TO DO
Could you convert the records below into a two-column CSV with the headers instruction and points, one row per record? Put each record's text and its answer in their own double-quoted fields with line breaks replaced by spaces, and leave the pictures out.

SUPPLIED MATERIAL
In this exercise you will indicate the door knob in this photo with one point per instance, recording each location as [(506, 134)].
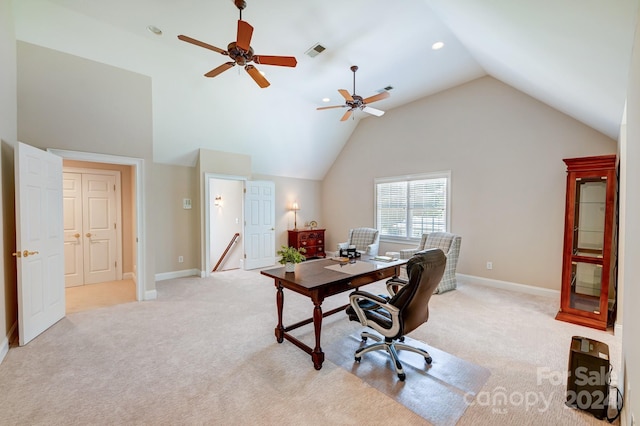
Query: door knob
[(25, 253)]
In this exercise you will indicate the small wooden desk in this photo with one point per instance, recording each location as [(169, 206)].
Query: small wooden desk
[(314, 280)]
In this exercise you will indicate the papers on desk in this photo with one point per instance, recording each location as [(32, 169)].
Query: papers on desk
[(384, 258), (353, 268)]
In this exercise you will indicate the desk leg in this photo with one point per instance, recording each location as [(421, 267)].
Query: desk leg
[(279, 304), (317, 355)]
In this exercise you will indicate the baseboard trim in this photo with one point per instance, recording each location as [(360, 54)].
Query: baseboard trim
[(150, 295), (177, 274), (617, 329), (506, 285), (4, 349), (4, 345)]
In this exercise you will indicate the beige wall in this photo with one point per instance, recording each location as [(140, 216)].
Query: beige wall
[(8, 136), (308, 195), (175, 229), (85, 106), (504, 150)]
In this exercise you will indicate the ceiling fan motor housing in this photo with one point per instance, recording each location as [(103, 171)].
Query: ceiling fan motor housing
[(240, 56)]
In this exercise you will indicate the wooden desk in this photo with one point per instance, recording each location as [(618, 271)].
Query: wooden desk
[(318, 279)]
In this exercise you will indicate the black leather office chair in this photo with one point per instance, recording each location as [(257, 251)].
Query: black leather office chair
[(394, 317)]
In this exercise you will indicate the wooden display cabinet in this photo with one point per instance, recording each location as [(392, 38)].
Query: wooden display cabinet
[(589, 258), (312, 240)]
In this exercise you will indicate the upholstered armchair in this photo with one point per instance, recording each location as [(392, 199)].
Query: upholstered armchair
[(366, 240), (450, 245)]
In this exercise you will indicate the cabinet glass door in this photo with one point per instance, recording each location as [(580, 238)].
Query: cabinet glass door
[(590, 209), (588, 241), (586, 281)]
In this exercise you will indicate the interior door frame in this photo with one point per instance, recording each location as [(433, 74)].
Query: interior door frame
[(138, 164), (207, 217), (118, 192)]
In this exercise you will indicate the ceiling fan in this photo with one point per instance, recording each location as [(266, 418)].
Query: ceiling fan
[(242, 53), (354, 101)]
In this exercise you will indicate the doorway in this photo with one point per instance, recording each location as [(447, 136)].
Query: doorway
[(132, 196), (92, 212), (250, 211), (98, 213)]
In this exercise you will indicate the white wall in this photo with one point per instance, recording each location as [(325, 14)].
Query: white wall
[(630, 239), (504, 150), (8, 136)]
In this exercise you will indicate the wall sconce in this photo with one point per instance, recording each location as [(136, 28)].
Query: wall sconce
[(295, 209)]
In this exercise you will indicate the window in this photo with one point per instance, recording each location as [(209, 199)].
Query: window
[(408, 206)]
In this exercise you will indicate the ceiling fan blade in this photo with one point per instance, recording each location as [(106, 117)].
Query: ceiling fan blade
[(378, 97), (346, 115), (346, 94), (220, 69), (334, 106), (373, 111), (201, 44), (283, 61), (257, 77), (245, 31)]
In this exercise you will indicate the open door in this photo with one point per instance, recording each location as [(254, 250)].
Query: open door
[(39, 241), (259, 233)]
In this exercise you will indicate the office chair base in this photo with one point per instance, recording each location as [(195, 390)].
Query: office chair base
[(391, 347)]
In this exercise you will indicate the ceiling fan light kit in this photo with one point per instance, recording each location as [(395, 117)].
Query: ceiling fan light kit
[(241, 52), (354, 101)]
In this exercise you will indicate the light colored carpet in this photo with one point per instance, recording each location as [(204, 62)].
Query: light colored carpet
[(438, 393), (100, 295), (205, 353)]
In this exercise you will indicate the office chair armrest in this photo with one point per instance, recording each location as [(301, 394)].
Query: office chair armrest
[(372, 249), (407, 253), (375, 303), (394, 282)]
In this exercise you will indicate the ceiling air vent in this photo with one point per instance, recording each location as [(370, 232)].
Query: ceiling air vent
[(315, 50)]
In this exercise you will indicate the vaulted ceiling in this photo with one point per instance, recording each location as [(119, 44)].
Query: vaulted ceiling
[(571, 54)]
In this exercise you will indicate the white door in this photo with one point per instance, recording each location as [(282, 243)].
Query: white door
[(39, 241), (99, 219), (259, 233), (73, 234), (91, 227)]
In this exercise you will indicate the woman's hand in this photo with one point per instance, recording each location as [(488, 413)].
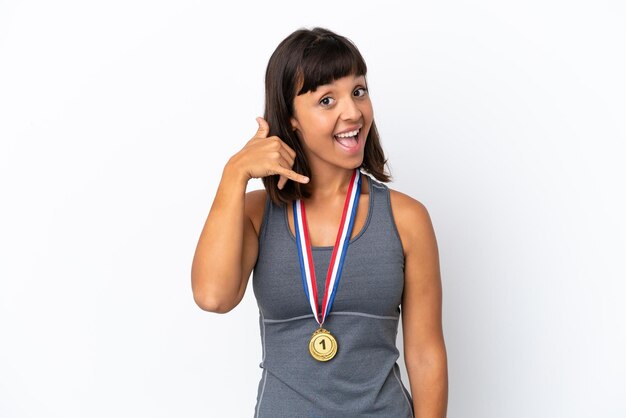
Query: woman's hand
[(264, 156)]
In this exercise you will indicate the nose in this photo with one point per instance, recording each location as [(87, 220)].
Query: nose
[(350, 110)]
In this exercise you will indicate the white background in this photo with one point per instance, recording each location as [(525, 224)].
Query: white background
[(506, 119)]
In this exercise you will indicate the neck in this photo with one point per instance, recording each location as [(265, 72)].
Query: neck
[(329, 184)]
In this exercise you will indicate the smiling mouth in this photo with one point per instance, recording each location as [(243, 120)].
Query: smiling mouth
[(349, 139)]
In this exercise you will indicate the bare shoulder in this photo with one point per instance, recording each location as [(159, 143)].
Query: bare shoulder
[(412, 221), (255, 207)]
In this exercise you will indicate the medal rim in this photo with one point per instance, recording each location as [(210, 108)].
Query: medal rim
[(323, 357)]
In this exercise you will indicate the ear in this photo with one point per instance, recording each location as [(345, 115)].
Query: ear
[(294, 124)]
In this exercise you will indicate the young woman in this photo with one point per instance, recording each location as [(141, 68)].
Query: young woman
[(336, 253)]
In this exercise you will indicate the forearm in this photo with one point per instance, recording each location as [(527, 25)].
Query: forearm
[(428, 377), (216, 269)]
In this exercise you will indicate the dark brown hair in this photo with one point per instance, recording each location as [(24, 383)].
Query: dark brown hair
[(310, 58)]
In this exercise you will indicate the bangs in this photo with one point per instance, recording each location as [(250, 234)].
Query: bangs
[(328, 59)]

SOLVED PROBLEM
instruction,points
"In this exercise you will indicate the door knob in this photo with one point per instance, recording each location as [(506, 134)]. Query: door knob","[(25, 253)]"
"In this exercise you will indicate the small wooden desk in this photo with one point per instance, recording each location as [(169, 206)]. Query: small wooden desk","[(314, 280)]"
"In this exercise you will indicate the papers on desk in this photo with one point per instance, recording each location as [(32, 169)]. Query: papers on desk","[(384, 258), (353, 268)]"
"In this exercise you will indicate the desk leg in this photo with one point per instance, recording each location as [(421, 267)]. Query: desk leg","[(279, 304), (317, 355)]"
"In this exercise you will indicate the baseboard trim in this photo with one point per instance, recording each location as [(360, 54)]. Query: baseboard trim","[(150, 295), (177, 274), (617, 329), (506, 285), (4, 349), (4, 345)]"
"In this exercise you will indicate the beige wall in this photo with one point per instance, recording each location as [(140, 216)]. Query: beige wall","[(8, 136), (308, 195), (175, 229), (85, 106), (504, 150)]"
"In this exercise you will indicate the ceiling fan motor housing in this photo with one point per instance, recording each location as [(103, 171)]. Query: ceiling fan motor housing","[(240, 56)]"
"In this exercise you will indicate the wooden desk in this photo with one point per instance, recording each location as [(618, 271)]. Query: wooden desk","[(318, 279)]"
"In this exercise you will indicate the black leather office chair in this photo with one point per instance, recording each location as [(257, 251)]. Query: black leather office chair","[(394, 317)]"
"In this exercise you will indicate the wooden display cabinet in this photo with one point per instance, recording each location as [(392, 38)]. Query: wooden display cabinet","[(589, 258), (312, 240)]"
"In this exercise you will indicate the upholstered armchair in this photo with one point per instance, recording each location as [(392, 199)]. Query: upholstered armchair","[(366, 240), (450, 245)]"
"In this exercise you will indicate the cabinet glass door in this photo with one point per instance, recording each location as [(580, 238)]. Query: cabinet glass door","[(590, 209), (588, 241), (586, 281)]"
"In this exercise you will indicate the interior door frame in this photo with one point per instance, recording each location as [(433, 74)]. Query: interior door frame","[(138, 164), (207, 217), (118, 192)]"
"In this exercise you will indicate the ceiling fan in this photo with one point per instance, recording each location as [(266, 418)]. Query: ceiling fan","[(242, 53), (354, 101)]"
"In this exercise you will indicate the doorway in this photo with one point per instance, recording each location as [(447, 136)]. Query: doorway","[(132, 196), (92, 212), (250, 211), (98, 213)]"
"In this exercise you will indicate the white wall in this photo with one point per instance, recording each location as [(325, 14)]. Query: white wall","[(630, 239), (504, 150), (8, 136)]"
"In this exercise you will indicate the wall sconce in this photo with one point per instance, recording each location as [(136, 28)]. Query: wall sconce","[(295, 209)]"
"In this exercise you will indicate the window in this photo with one point per instance, recording each location as [(209, 199)]. Query: window","[(408, 206)]"
"In this exercise you will indicate the ceiling fan blade in this photo with one point per instance, recording each location as [(106, 117)]. Query: ceiling fan blade","[(378, 97), (346, 115), (346, 94), (220, 69), (334, 106), (373, 111), (201, 44), (283, 61), (257, 77), (245, 31)]"
"In this exercise you will indicate the open door in this photo with one point per instance, recording each location as [(254, 250)]. Query: open door","[(39, 241), (259, 233)]"
"In this exercise you will indicate the office chair base in this photo with one point per instance, recording each location as [(195, 390)]. Query: office chair base","[(391, 347)]"
"In this exercise you will indicate the ceiling fan light kit in this photo with one point per instance, recording each location as [(395, 117)]. Query: ceiling fan light kit","[(241, 52), (354, 101)]"
"In this exercise you will indicate the light colored carpet in this photo with one point per instance, recording each location as [(204, 62)]. Query: light colored carpet","[(438, 393), (100, 295), (205, 353)]"
"In this exercise you will indicate the office chair armrest in this photo with one point per instance, recording each location as [(301, 394)]. Query: office chair armrest","[(372, 249), (407, 253), (375, 303), (394, 282)]"
"In this exercise you will indicate the ceiling air vent in this photo with one point per instance, recording each location as [(370, 232)]. Query: ceiling air vent","[(315, 50)]"
"In this exercise you will indicate the vaulted ceiling in this photo with one point per instance, recording each location as [(119, 44)]. Query: vaulted ceiling","[(571, 54)]"
"In this exercise you will indicate the white door in this photo with one point per instance, recording each location as [(282, 243)]. Query: white door","[(39, 241), (99, 219), (259, 233), (73, 234), (91, 227)]"
"In this exercise you will indicate the woman's hand in this photo with one point per instance, recording each location as [(488, 413)]. Query: woman's hand","[(264, 156)]"
"In this exercise you will indicate the nose in this photo with one point per instance, recording each location as [(87, 220)]. Query: nose","[(350, 110)]"
"In this exercise you will indicate the white background in this photo with one point per instance, recording each location as [(525, 224)]. Query: white background","[(506, 119)]"
"In this exercise you will indicate the neck in this photo with one point per instance, recording each location as [(265, 72)]. Query: neck","[(329, 184)]"
"In this exercise you will indicate the smiling mouth in this photo with one point per instance, recording each location as [(243, 120)]. Query: smiling mouth","[(349, 139)]"
"In this exercise you will indicate the bare shoulder in this photo with one point per instance, recording each location as [(159, 143)]. Query: bare shoulder","[(412, 221), (255, 207)]"
"In this exercise you will indicate the medal rim in this photo with one point per instance, recording each location as [(210, 108)]. Query: medal rim","[(323, 357)]"
"In this exercise you will indicate the ear in this photo with one point per instance, recording each location as [(345, 115)]. Query: ear","[(294, 124)]"
"In this exercise you will indicate the young woman in this photo with one point per instance, recording each location as [(141, 68)]. Query: young woman","[(336, 253)]"
"In this exercise you will indicate the forearm in this photo with one point per instance, recording each location as [(527, 25)]. Query: forearm","[(428, 377), (216, 269)]"
"In this exercise you will indicate the dark brown hair in this photo with one point per instance, recording each location as [(24, 383)]. Query: dark brown hair","[(310, 58)]"
"In this exercise you will indicate the bangs in this photo with one point per instance, recording each location as [(250, 234)]. Query: bangs","[(328, 59)]"